**WORK REQUIRED**
In the LAMP assay text below, reproduce word for word the part that opens with the words containing "Evaluation of the" and closes with "as at point-of-need.".

High sensitivity is a prerequisite for a diagnostic assay that eliminates the probability of false negatives that could have serious negative consequences if a pathogen enters and becomes established in new geographical locations. Therefore, we evaluated the detection limit of the D. fangzhongdai LAMP assay in the presence of three hosts (taro, onion, orchid) matrices. The 5 µl of crude extract of either taro, onion, or orchid was added to preparations of 10-fold serially diluted genomic D. fangzhongdai DNA, but no effect of host matrices was observed, and the detection limit remained at 100 fg, which is equivalent to 18–20 genome copies (Figs. 4A-4C, 5). These results indicate that the developed assay is highly sensitive, robust, and specific. In comparison, endpoint PCR was performed with the primer set designed using the same unique MFS transporter gene region added to 10-fold serially diluted DNA of D. fangzhondai. The target pathogen was detected in all dilutions down to 10 pg (Fig. 4D). An additional spiked assay was performed to assess inhibition by adding 1 µl of plant genomic DNA extracted from healthy taro corm to each PCR reaction mixture containing 1 µl of 10-fold serially diluted DNA of D. fangzhondai (Fig. 4E). A 10 pg limit of detection was maintained, but it was 100-fold less sensitive than LAMP detection.
Evaluation of the LAMP reaction by multiple operators on the Rotor-Gene platform provided confidence in detection consistency, robustness, and sensitivity (Fig. 6). Assay performance levels were achieved on multiple operating devices, showing consistency across differing amplification platforms (Fig. 7). Finally, our assay was not inhibited by the presence of plant cellular matrices, indicating that assay functionality is not necessarily dependent on sample purity and suggesting that less-stringent extraction methods may be used. These findings suggest that the LAMP assay can be used with confidence in laboratories as well as at point-of-need.

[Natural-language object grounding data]

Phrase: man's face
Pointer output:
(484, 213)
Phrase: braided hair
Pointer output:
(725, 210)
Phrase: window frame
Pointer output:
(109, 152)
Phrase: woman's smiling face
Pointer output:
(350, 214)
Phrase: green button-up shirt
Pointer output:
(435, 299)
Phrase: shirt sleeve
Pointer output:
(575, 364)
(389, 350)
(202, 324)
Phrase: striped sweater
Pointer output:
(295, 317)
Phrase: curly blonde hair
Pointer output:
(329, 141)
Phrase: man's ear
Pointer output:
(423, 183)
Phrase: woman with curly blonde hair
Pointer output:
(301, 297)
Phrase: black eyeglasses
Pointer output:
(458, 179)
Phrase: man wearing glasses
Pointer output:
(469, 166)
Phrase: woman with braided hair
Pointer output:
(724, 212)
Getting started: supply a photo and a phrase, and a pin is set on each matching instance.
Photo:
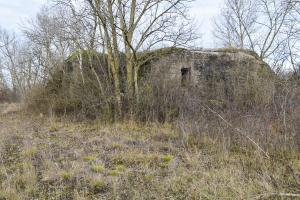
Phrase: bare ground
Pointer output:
(44, 158)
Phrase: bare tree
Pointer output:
(237, 24)
(257, 26)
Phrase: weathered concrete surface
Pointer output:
(237, 74)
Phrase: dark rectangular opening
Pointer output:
(185, 76)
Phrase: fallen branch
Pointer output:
(239, 131)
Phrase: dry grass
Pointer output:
(45, 158)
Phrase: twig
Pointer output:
(239, 131)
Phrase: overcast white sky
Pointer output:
(14, 12)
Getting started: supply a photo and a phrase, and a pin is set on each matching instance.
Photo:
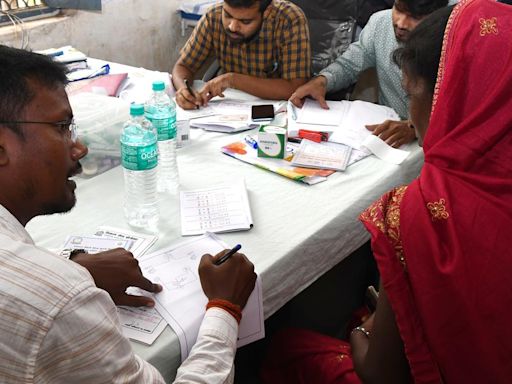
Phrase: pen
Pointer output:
(189, 87)
(291, 108)
(230, 253)
(191, 90)
(55, 54)
(253, 143)
(104, 70)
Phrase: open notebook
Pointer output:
(222, 208)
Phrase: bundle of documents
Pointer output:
(222, 208)
(182, 301)
(323, 155)
(346, 122)
(247, 153)
(139, 324)
(222, 115)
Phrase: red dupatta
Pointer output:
(450, 292)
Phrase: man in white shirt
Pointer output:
(56, 325)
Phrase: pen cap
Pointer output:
(158, 86)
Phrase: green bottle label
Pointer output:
(139, 158)
(166, 128)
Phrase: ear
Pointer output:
(4, 145)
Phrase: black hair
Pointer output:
(420, 8)
(18, 68)
(421, 53)
(248, 3)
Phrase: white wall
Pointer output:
(145, 33)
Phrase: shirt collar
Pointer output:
(10, 226)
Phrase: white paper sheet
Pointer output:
(139, 243)
(352, 130)
(322, 155)
(225, 115)
(312, 113)
(139, 324)
(384, 151)
(182, 301)
(221, 208)
(92, 244)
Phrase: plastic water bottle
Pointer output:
(161, 111)
(139, 158)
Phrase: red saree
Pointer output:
(446, 264)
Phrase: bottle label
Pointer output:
(166, 128)
(137, 158)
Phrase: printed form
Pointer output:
(182, 301)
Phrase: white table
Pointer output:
(299, 233)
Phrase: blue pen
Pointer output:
(55, 54)
(227, 255)
(253, 143)
(291, 109)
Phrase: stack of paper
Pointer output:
(247, 153)
(182, 301)
(226, 115)
(322, 155)
(139, 324)
(223, 208)
(346, 122)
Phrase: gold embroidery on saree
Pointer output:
(488, 26)
(385, 215)
(438, 210)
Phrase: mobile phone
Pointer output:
(371, 298)
(264, 112)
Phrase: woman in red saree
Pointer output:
(442, 244)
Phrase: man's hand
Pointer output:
(394, 133)
(233, 280)
(115, 271)
(187, 100)
(315, 88)
(216, 87)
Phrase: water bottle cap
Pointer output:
(136, 110)
(158, 85)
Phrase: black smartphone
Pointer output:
(264, 112)
(371, 298)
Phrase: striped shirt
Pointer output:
(279, 50)
(374, 49)
(56, 326)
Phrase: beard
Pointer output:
(238, 38)
(401, 35)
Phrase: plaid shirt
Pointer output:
(279, 50)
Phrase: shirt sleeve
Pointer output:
(85, 345)
(295, 50)
(212, 356)
(199, 46)
(359, 56)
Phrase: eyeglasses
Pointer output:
(66, 127)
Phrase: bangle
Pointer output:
(362, 330)
(233, 309)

**ANSWER SPACE**
Evaluation of the LAMP reaction by multiple operators on the Rotor-Gene platform provided confidence in detection consistency, robustness, and sensitivity (Fig. 6). Assay performance levels were achieved on multiple operating devices, showing consistency across differing amplification platforms (Fig. 7). Finally, our assay was not inhibited by the presence of plant cellular matrices, indicating that assay functionality is not necessarily dependent on sample purity and suggesting that less-stringent extraction methods may be used. These findings suggest that the LAMP assay can be used with confidence in laboratories as well as at point-of-need.